WHAT YOU WILL DO: Return every one of the entries below unchanged, line for line.

DATASET ROWS:
** Begin **

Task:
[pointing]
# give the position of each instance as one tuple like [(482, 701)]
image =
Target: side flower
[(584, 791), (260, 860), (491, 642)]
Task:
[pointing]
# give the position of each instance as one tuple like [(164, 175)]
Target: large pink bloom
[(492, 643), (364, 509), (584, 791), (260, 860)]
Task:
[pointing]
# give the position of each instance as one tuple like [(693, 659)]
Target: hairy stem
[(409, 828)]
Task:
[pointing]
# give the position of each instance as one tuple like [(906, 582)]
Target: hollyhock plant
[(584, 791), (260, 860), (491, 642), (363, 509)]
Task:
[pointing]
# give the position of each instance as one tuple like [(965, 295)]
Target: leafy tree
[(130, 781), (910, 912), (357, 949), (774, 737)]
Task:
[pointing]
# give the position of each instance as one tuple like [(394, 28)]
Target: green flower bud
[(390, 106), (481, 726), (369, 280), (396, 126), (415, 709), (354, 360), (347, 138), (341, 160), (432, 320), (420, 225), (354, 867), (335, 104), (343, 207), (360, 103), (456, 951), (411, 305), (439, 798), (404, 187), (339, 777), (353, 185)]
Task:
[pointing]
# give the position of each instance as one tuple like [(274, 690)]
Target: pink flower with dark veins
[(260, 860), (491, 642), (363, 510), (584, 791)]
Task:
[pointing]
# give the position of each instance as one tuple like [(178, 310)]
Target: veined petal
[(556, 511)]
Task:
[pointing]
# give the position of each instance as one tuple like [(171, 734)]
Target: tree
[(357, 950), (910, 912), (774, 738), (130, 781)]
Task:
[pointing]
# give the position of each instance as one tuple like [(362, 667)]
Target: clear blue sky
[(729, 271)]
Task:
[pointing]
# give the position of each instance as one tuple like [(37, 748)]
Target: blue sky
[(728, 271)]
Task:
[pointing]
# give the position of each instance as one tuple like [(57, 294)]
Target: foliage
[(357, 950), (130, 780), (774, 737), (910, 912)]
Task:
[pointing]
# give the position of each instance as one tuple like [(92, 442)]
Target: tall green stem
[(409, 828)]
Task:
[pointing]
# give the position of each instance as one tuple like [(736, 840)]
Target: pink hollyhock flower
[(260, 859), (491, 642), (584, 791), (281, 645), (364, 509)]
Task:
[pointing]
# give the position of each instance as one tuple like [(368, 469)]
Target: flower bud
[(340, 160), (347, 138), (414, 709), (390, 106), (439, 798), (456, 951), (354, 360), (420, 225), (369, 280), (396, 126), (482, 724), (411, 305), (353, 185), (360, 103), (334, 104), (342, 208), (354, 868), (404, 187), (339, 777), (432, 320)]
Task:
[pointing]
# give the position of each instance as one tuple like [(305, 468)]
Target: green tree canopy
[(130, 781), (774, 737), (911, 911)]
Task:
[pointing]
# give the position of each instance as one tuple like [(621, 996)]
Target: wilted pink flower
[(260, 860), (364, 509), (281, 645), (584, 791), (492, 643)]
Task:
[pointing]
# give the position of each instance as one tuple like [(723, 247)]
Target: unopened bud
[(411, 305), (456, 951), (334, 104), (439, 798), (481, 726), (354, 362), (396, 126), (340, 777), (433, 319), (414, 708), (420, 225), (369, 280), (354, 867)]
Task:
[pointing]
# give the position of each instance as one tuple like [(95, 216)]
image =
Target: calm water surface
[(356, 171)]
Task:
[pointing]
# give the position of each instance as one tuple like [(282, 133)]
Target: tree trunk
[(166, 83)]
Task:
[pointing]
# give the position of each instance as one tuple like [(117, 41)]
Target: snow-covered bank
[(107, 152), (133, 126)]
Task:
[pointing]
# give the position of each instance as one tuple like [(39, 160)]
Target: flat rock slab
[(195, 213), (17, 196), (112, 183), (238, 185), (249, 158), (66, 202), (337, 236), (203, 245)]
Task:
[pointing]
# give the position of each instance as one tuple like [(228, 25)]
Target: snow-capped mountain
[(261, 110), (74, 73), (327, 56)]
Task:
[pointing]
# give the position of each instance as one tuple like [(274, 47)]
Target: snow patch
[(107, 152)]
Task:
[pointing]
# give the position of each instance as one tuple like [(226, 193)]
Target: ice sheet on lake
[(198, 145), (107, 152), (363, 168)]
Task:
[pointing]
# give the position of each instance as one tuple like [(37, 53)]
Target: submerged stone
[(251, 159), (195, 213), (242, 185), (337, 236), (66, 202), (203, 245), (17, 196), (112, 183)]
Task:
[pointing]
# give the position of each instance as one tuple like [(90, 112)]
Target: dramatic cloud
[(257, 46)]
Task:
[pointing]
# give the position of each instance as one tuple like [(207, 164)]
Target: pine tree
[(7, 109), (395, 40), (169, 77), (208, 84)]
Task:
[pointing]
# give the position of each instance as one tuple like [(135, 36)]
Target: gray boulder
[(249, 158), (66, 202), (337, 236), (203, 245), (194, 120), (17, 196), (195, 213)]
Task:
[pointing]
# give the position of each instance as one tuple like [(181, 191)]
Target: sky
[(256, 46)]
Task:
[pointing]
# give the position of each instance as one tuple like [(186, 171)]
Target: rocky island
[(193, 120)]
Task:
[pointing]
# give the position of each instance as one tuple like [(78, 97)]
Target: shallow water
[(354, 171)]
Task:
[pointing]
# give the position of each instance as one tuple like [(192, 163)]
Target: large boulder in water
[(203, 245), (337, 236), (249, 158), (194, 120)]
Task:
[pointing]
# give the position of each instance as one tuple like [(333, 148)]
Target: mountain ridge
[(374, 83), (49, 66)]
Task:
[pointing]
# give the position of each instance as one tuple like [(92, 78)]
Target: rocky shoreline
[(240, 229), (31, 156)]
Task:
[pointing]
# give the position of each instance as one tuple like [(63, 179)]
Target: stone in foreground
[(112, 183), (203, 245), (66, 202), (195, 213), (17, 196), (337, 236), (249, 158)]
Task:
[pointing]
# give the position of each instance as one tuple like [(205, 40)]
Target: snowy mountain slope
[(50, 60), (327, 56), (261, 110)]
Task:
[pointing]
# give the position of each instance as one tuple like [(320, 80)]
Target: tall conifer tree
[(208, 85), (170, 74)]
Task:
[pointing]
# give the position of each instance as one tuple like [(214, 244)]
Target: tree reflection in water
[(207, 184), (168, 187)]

** End **

EXERCISE ANSWER:
Task:
[pointing]
# give the position of each instance as one tuple like [(482, 701)]
image =
Target: side flower
[(584, 791), (260, 860), (491, 642)]
Task:
[pointing]
# give the position of each instance as one tuple like [(164, 175)]
Target: large pink bloom
[(492, 643), (364, 509), (584, 791), (260, 860)]
Task:
[pointing]
# give the position of each instance as one tuple like [(693, 659)]
Target: hairy stem
[(409, 828)]
Task:
[pointing]
# give the position of each instance as one tuple like [(906, 582)]
Target: hollyhock plant
[(584, 791), (260, 860), (491, 642), (363, 509)]
Task:
[pointing]
# give the position of each instance as one tuple like [(965, 295)]
Target: leafy tree
[(130, 781), (910, 912), (357, 949), (774, 737)]
Task:
[pointing]
# give the position of each instance as one tuple like [(394, 28)]
Target: green flower bud
[(390, 106), (481, 726), (369, 280), (396, 126), (415, 709), (354, 360), (347, 138), (341, 160), (432, 320), (420, 225), (354, 867), (335, 104), (343, 207), (360, 103), (456, 951), (411, 305), (439, 798), (404, 187), (339, 777), (353, 185)]
Task:
[pointing]
# give the position of each instance as one tuple like [(274, 690)]
Target: pink flower with dark veins
[(260, 860), (491, 642), (363, 510), (584, 791)]
Task:
[pointing]
# give the position of each instance as one tuple like [(178, 310)]
Target: veined petal
[(556, 511)]
Task:
[pointing]
# give the position of each instance as one tuple like [(171, 734)]
Target: tree
[(357, 950), (910, 912), (774, 738), (130, 781)]
Task:
[pointing]
# give the position of each instance as one tuple like [(362, 667)]
Target: clear blue sky
[(729, 271)]
Task:
[pointing]
# give the position of each instance as one tuple like [(37, 748)]
Target: blue sky
[(728, 271)]
Task:
[pointing]
# give the position of each instance as one tuple like [(57, 294)]
Target: foliage
[(357, 950), (130, 780), (774, 737), (910, 912)]
Task:
[pointing]
# give the position of each instance as one tuple like [(92, 442)]
Target: tall green stem
[(409, 828)]
Task:
[pointing]
# give the position of each instance as one tuple like [(736, 840)]
Target: pink hollyhock flower
[(260, 859), (491, 642), (584, 791), (281, 645), (364, 509)]
Task:
[pointing]
# give the position of each instance as one tuple like [(368, 469)]
Target: flower bud
[(340, 160), (347, 138), (414, 709), (390, 106), (439, 798), (456, 951), (354, 360), (420, 225), (369, 280), (396, 126), (482, 724), (411, 305), (353, 185), (360, 103), (334, 104), (342, 208), (354, 868), (404, 187), (339, 777), (432, 320)]
Task:
[pointing]
# give the position of each instance as one tuple like [(305, 468)]
Target: green tree canopy
[(130, 781), (774, 737), (911, 911)]
Task:
[pointing]
# give the position of each instance as one tuple like [(621, 996)]
Target: wilted pink flower
[(260, 860), (364, 509), (281, 645), (584, 791), (492, 643)]
Task:
[pointing]
# give the position of each instance as one tuple like [(723, 247)]
Target: unopened bud
[(411, 305), (456, 951), (334, 104), (439, 798), (481, 726), (354, 362), (396, 126), (340, 777), (433, 319), (414, 708), (420, 225), (369, 280), (354, 867)]
Task:
[pointing]
# give the position of each instance as one tuple like [(95, 216)]
image =
Target: calm water surface
[(356, 171)]
Task:
[pointing]
# give the position of each instance as one tuple like [(282, 133)]
Target: tree trunk
[(166, 83)]
Task:
[pointing]
# give the position of each instance as one tuple like [(117, 41)]
Target: snow-covered bank
[(107, 152), (133, 126)]
Task:
[pointing]
# give the position of each instance as one tuple like [(39, 160)]
Target: flat rock slab
[(195, 213), (17, 196), (112, 183), (238, 185), (249, 158), (66, 202), (337, 236), (203, 245)]
Task:
[pointing]
# give the position of each instance as one tuple like [(228, 25)]
Target: snow-capped mountain
[(261, 110), (74, 73), (327, 56)]
Task:
[pointing]
# give the position of each instance as one tuple like [(274, 47)]
Target: snow patch
[(107, 152)]
Task:
[pointing]
# give the position of each instance as one tuple like [(226, 193)]
Target: ice sheet on lake
[(198, 145), (107, 152), (363, 168)]
Task:
[pointing]
# give the position of each instance as one tuple like [(37, 53)]
Target: submerged stone
[(251, 159), (195, 213), (242, 185), (337, 236), (66, 202), (203, 245), (17, 196), (112, 183)]
Task:
[pointing]
# give the position of each instance as one tuple like [(90, 112)]
Target: dramatic cloud
[(257, 46)]
Task:
[pointing]
# give the position of each instance as one tuple like [(207, 164)]
Target: pine tree
[(7, 109), (395, 40), (169, 77), (208, 84)]
Task:
[pointing]
# give the position of each instance as one tuple like [(135, 36)]
Target: gray boulder
[(249, 158), (66, 202), (337, 236), (203, 245), (194, 120), (17, 196), (195, 213)]
Task:
[pointing]
# give the position of each instance as one tuple like [(181, 191)]
Target: sky
[(256, 46)]
Task:
[pointing]
# give the position of each instance as one tuple like [(186, 171)]
Target: rocky island
[(193, 120)]
Task:
[pointing]
# give the position of each instance as one tuple like [(78, 97)]
Target: shallow water
[(354, 171)]
Task:
[pointing]
# give the position of each instance as one tuple like [(192, 163)]
Target: large boulder in water
[(203, 245), (337, 236), (249, 158), (194, 120)]
Task:
[pointing]
# give the position of each instance as one tuple like [(333, 148)]
Target: mountain ridge
[(374, 83), (49, 66)]
Task:
[pointing]
# give the position of each instance as one tuple like [(92, 78)]
Target: rocky shoreline
[(240, 229), (31, 156)]
Task:
[pointing]
# give the position of each instance as one tuple like [(63, 179)]
Target: stone in foreground
[(112, 183), (203, 245), (66, 202), (195, 213), (17, 196), (337, 236), (249, 158)]
Task:
[pointing]
# give the position of each instance as one tuple like [(205, 40)]
Target: snowy mountain slope
[(50, 60), (327, 56), (261, 110)]
Task:
[pointing]
# give the position of each instance as one tuple like [(320, 80)]
Target: tall conifer tree
[(208, 85), (170, 74)]
Task:
[pointing]
# give the position of each instance as one tuple like [(214, 244)]
Target: tree reflection in water
[(207, 184), (168, 187)]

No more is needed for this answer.